━━━━━ Text under study

The patchwork problem
Despite that investment, the underlying architecture in many R&D labs still looks more like a patchwork than a platform. In IDBS’s May 2025 survey, roughly a third of biopharma respondents pointed to limited scalability (34%), lack of flexibility (31%), and poor integration (30%) as their biggest issues with scientific lab data systems built around LIMS, ELN and related tools. Benchling’s 2024 State of Tech in Biopharma report tells a similar story: about 90% of respondents say they have an R&D data platform in place, and 87% expect their data generation to at least double over the next year, yet only 37% of small-company respondents report that more than 60% of their instruments are actually connected.
The human cost of these disconnected systems is significant. According to a 2025 BioPharma Dive analysis, scientists routinely spend 15–25% of their time manually transferring data between platforms. In parallel, the Pistoia Alliance’s 2025 Lab of the Future survey found that while electronic lab notebook adoption has jumped to 81% (up from 66% in 2024). Data silos remain the top challenge at 57%, and nearly half (49%) cite data standards and ontologies as a major gap preventing data from becoming truly findable, accessible, interoperable, and reusable.

━━━━━━━━━━
━━━━━ The data

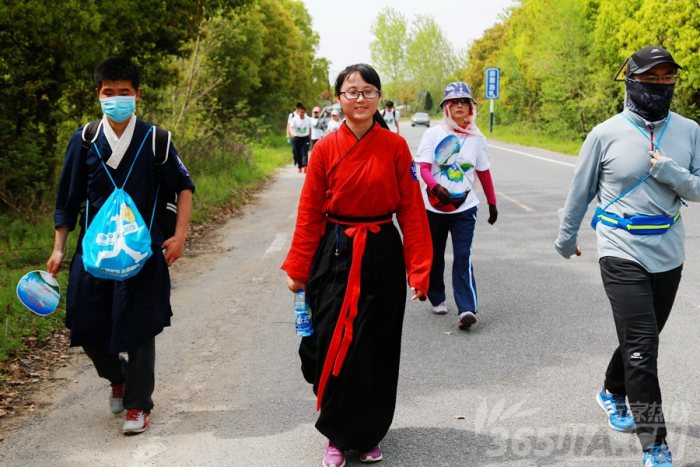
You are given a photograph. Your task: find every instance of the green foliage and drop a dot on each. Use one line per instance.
(558, 59)
(24, 246)
(388, 50)
(413, 61)
(221, 74)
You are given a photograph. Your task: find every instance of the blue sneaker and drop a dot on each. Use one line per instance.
(619, 417)
(657, 456)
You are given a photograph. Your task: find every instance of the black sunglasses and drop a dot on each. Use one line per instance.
(461, 100)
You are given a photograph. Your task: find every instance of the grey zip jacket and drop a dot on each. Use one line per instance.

━━━━━━━━━━

● Explore the material:
**a)** According to the passage on lab data systems, how much of their time do scientists routinely spend manually transferring data between platforms?
**b)** Say whether each statement agrees with the passage on lab data systems. Answer yes or no for each, and quote the words that decide it.
(i) In IDBS's May 2025 survey, 30% of biopharma respondents named poor integration as a top issue.
(ii) In Benchling's 2024 report, about 90% of respondents say they have an R&D data platform in place.
(iii) In Benchling's 2024 report, most small-company respondents have more than 60% of their instruments connected.
The entries come from a source separate from the passage on lab data systems.

● Responses by task:
**a)** 15–25% of their time.

**b)**
(i) Yes: "poor integration (30%)"
(ii) Yes: "about 90% of respondents say they have an R&D data platform in place"
(iii) No: "only 37% of small-company respondents report that more than 60% of their instruments are actually connected"